• **Information shown**
━━━

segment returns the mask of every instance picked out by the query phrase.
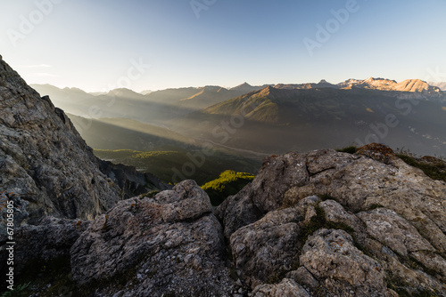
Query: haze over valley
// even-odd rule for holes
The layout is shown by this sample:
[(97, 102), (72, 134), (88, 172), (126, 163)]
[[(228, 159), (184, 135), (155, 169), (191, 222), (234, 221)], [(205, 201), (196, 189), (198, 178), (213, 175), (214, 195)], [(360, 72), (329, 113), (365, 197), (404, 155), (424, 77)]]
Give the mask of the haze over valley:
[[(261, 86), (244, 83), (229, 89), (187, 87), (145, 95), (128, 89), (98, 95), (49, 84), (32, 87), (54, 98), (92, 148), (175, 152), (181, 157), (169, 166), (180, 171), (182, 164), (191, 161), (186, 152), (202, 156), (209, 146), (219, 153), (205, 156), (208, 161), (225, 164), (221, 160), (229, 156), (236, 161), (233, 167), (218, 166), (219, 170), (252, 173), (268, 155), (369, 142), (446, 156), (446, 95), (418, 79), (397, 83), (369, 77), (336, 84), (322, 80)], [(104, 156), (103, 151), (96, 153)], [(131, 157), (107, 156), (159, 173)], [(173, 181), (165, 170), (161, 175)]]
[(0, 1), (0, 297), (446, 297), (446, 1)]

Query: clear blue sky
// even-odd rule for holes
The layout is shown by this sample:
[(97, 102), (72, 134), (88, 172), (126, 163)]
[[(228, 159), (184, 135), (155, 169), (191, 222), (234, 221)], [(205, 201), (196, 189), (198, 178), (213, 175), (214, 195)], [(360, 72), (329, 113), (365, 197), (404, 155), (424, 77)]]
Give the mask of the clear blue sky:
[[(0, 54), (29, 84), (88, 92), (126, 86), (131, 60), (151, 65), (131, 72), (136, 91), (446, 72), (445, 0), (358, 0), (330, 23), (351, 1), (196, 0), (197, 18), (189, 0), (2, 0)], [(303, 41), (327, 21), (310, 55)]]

━━━

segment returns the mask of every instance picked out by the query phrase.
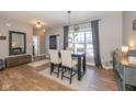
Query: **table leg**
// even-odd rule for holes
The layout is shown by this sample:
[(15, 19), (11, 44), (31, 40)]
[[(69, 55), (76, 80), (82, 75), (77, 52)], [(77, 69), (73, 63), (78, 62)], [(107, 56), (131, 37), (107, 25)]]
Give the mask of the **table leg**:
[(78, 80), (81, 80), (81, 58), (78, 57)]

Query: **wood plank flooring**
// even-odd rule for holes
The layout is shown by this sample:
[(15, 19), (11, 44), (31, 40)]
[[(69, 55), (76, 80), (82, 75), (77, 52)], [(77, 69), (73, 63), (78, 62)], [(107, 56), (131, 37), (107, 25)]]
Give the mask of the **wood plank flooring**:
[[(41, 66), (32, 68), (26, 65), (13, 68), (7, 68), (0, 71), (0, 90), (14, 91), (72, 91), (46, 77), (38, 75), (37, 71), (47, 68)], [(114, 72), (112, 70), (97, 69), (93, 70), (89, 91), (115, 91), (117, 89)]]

━━━

• **Goal of the exercise**
Reproduce the lines of the listing above verbatim, starting at the line that contains "Query: **wood plank flooring**" and ending after the line that contains "91), (117, 89)]]".

• **In response**
Query: **wood plank flooring**
// even-odd rule for holes
The layout is shown by this sample:
[(15, 19), (11, 44), (31, 40)]
[[(69, 55), (76, 80), (82, 75), (77, 52)], [(77, 69), (73, 63), (78, 62)], [(107, 56), (131, 37), (107, 25)]]
Give the mask of the **wood plank flooring**:
[[(41, 66), (32, 68), (26, 65), (13, 68), (7, 68), (0, 71), (0, 90), (14, 91), (72, 91), (46, 77), (38, 75), (37, 71), (47, 68)], [(114, 72), (112, 70), (97, 69), (93, 70), (89, 91), (115, 91), (117, 89)]]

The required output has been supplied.